• [Stated goal]: Please pick out every line of the records containing the word "plant" and copy each one. Case counts.

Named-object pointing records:
——
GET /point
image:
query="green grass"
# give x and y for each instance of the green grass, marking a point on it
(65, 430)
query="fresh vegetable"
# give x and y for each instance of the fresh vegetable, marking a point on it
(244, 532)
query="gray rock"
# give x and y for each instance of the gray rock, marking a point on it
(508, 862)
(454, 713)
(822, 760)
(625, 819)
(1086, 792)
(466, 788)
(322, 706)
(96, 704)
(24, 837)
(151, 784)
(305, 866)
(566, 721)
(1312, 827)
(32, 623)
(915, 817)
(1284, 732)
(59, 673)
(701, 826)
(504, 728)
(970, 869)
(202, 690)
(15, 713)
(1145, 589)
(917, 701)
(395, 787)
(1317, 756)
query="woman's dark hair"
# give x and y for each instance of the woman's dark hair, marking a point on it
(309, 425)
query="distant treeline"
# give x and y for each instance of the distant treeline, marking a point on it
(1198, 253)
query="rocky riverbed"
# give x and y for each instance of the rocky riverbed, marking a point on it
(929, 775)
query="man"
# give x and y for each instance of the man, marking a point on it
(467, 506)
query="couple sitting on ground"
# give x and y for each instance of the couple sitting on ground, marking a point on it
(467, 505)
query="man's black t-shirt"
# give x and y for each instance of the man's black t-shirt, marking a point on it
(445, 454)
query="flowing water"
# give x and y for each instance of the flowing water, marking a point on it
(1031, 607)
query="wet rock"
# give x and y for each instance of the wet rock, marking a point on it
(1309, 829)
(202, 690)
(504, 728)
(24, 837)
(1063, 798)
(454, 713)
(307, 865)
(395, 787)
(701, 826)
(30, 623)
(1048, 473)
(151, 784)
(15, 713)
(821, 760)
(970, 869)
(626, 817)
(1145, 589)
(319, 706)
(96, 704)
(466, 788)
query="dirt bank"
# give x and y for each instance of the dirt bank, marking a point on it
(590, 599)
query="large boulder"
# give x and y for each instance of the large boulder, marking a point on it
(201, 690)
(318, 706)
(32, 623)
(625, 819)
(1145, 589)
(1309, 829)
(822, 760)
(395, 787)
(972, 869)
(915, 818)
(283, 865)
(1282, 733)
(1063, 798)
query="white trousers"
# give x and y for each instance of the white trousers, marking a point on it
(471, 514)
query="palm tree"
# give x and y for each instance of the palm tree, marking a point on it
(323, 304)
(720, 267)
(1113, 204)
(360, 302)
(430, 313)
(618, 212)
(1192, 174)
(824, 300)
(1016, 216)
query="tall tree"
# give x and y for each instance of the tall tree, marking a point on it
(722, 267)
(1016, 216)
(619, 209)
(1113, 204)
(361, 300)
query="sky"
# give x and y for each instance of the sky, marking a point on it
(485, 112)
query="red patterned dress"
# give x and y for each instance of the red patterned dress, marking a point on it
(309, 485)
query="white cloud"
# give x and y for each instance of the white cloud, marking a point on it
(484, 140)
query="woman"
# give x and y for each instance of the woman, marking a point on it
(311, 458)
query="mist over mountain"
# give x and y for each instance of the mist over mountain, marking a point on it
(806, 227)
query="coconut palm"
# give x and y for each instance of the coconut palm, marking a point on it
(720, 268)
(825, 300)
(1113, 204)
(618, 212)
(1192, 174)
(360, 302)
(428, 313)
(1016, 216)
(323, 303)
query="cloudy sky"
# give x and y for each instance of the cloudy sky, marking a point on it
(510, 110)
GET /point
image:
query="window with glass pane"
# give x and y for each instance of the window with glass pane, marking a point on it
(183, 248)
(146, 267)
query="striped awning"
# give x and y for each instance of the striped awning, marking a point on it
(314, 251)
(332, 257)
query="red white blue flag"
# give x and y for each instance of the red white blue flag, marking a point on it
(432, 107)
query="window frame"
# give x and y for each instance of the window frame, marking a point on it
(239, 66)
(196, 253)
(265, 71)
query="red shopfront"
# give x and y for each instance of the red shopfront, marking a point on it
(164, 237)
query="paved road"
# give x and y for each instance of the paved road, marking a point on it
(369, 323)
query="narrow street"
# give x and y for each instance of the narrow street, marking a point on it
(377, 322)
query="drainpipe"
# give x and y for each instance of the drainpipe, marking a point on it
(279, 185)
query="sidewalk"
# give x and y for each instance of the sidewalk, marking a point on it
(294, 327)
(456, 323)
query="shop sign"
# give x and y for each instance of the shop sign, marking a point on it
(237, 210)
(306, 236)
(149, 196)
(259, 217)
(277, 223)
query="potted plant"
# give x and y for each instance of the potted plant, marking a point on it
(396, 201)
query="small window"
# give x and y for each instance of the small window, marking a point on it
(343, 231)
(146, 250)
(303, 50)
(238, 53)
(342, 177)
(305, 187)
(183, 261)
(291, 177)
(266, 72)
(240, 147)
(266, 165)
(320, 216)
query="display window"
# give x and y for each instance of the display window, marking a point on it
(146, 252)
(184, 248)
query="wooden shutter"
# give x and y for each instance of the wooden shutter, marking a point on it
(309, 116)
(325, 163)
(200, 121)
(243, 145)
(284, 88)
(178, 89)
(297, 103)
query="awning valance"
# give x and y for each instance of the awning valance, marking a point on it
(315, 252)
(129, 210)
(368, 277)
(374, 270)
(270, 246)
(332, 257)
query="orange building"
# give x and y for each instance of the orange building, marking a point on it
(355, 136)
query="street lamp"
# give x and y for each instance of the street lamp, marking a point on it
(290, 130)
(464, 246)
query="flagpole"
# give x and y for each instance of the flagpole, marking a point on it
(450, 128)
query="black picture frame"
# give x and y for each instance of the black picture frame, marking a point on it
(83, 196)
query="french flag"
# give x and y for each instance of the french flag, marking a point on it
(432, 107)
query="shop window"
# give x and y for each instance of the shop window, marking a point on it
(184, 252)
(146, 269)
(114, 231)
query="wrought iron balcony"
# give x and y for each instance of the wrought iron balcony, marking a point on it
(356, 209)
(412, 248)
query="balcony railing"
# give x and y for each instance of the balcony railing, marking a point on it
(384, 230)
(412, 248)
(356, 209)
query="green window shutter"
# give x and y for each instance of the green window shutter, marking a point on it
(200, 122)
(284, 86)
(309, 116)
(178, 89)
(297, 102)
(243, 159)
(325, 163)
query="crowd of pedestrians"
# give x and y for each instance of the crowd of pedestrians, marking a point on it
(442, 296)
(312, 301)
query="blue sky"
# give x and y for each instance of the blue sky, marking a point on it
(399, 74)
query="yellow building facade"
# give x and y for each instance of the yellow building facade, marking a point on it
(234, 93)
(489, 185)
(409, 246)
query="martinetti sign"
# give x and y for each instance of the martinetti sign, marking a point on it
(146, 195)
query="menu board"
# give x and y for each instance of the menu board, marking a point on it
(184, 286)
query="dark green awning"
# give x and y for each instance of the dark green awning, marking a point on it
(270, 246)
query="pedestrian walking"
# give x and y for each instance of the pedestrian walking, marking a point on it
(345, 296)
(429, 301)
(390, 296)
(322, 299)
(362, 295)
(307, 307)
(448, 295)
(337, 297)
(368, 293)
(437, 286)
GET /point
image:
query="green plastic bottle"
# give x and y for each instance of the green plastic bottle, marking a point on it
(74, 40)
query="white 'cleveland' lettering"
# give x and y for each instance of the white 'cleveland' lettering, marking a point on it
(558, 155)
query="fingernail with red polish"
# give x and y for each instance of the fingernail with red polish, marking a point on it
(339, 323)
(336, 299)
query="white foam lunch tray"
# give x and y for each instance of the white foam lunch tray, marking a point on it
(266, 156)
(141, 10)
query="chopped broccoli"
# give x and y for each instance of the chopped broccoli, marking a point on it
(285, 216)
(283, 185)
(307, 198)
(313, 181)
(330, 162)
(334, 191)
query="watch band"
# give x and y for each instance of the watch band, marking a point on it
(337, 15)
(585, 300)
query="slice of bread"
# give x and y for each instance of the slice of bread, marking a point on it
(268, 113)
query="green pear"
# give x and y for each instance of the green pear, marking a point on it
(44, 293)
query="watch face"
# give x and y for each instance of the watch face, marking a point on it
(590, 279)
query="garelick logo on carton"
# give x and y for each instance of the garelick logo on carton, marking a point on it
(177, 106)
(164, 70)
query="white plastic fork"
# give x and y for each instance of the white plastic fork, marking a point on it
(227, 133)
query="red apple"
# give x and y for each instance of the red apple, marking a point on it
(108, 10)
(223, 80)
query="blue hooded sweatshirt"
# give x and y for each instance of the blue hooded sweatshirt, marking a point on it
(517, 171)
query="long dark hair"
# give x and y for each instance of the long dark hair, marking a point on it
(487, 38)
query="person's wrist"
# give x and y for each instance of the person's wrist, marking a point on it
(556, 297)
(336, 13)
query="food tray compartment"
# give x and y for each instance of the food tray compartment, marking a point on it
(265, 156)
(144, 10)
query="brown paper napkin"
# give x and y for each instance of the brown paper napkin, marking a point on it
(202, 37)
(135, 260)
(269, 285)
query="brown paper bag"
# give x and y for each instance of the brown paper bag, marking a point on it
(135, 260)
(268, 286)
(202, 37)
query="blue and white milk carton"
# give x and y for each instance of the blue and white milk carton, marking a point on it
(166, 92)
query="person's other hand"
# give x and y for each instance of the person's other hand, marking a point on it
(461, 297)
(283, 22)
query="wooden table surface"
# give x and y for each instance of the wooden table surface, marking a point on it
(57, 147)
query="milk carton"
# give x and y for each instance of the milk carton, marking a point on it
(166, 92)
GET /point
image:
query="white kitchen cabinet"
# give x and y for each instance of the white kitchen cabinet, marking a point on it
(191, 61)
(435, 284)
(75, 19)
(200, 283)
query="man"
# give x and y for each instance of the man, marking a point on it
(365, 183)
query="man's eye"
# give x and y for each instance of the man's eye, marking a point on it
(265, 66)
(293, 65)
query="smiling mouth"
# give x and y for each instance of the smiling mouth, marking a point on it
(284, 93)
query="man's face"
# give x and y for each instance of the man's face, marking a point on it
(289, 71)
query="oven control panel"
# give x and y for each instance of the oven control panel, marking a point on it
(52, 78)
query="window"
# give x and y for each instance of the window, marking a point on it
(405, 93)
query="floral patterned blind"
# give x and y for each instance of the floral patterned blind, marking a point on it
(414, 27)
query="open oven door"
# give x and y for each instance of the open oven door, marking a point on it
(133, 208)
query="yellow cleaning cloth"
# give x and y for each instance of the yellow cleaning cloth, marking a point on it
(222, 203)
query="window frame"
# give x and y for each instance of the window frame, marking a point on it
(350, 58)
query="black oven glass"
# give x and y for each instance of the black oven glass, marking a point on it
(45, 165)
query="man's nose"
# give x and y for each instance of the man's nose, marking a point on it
——
• [Result]:
query="potted plant"
# give x and y for each instance of the potted plant, marking a point on it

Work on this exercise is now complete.